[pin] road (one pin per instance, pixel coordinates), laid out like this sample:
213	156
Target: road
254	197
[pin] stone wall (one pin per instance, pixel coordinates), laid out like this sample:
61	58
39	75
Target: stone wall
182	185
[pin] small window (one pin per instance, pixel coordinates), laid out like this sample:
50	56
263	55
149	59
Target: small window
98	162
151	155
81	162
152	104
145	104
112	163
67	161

# [Problem requirements]
Can you repeat, word for word, the part of the records above that opens with the line containing "[pin] small window" and closes with the last line of the records?

# [Response to this exercise]
[pin] small window (one pin per instance, pixel coordinates), laid out like this sample:
50	56
263	55
149	59
Target: small window
98	162
151	155
81	162
152	104
145	104
112	163
67	161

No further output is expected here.